§ Task to complete: Please render every line of the rows below as a Markdown table with the columns No. and Text, numbering each line and skipping blank lines. Leave the pictures out of the table.
-- START OF Stored records --
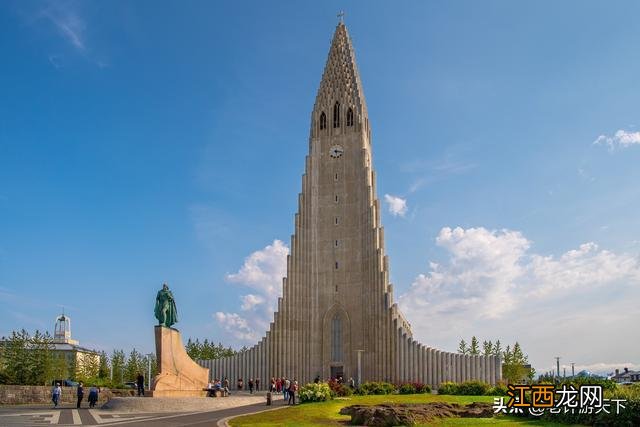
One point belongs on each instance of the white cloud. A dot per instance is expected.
(236, 325)
(493, 286)
(621, 139)
(600, 368)
(68, 23)
(397, 205)
(249, 301)
(262, 271)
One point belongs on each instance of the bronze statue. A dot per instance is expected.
(165, 310)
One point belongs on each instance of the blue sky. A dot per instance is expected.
(145, 142)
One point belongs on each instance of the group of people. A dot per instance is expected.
(285, 386)
(56, 393)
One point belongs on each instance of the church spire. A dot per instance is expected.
(340, 79)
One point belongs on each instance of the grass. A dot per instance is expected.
(327, 413)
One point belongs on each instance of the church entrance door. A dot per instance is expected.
(337, 372)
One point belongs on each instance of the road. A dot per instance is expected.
(39, 416)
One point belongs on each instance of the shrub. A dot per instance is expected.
(412, 388)
(473, 388)
(467, 388)
(498, 390)
(448, 388)
(376, 388)
(339, 389)
(315, 393)
(406, 388)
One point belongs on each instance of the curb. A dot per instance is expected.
(225, 421)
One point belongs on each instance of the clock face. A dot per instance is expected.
-- END OF Stored records --
§ Reply:
| No. | Text |
|---|---|
| 1 | One point belongs on each instance of the white cloud. A dot per instance is expected. |
| 2 | (236, 325) |
| 3 | (493, 286) |
| 4 | (621, 139) |
| 5 | (600, 368) |
| 6 | (68, 23) |
| 7 | (397, 205) |
| 8 | (249, 301) |
| 9 | (262, 271) |
| 10 | One point belongs on each instance of the bronze statue. A dot per instance is expected. |
| 11 | (165, 310) |
| 12 | One point belongs on each instance of the blue sky. A dot per instance is expected. |
| 13 | (145, 142) |
| 14 | One point belongs on each instance of the group of people. A dot per instance is expected. |
| 15 | (285, 386) |
| 16 | (56, 393) |
| 17 | One point belongs on each instance of the church spire. A dot per instance is expected. |
| 18 | (340, 79) |
| 19 | One point belongs on each instance of the grass. A dot per instance is expected. |
| 20 | (327, 413) |
| 21 | One point belongs on each instance of the church entrance door. A dot per instance is expected. |
| 22 | (337, 372) |
| 23 | One point belongs on each instance of the road. A dot per instance is expected. |
| 24 | (39, 416) |
| 25 | One point belongs on each instance of the shrub. A dot per instance is expected. |
| 26 | (412, 388) |
| 27 | (473, 388) |
| 28 | (467, 388) |
| 29 | (498, 390) |
| 30 | (448, 388) |
| 31 | (376, 388) |
| 32 | (339, 389) |
| 33 | (315, 393) |
| 34 | (406, 388) |
| 35 | One point belongs on each instance of the curb. A dot per instance is expected. |
| 36 | (225, 421) |
| 37 | One point belongs on each instance of the clock face. A dot per instance is expected. |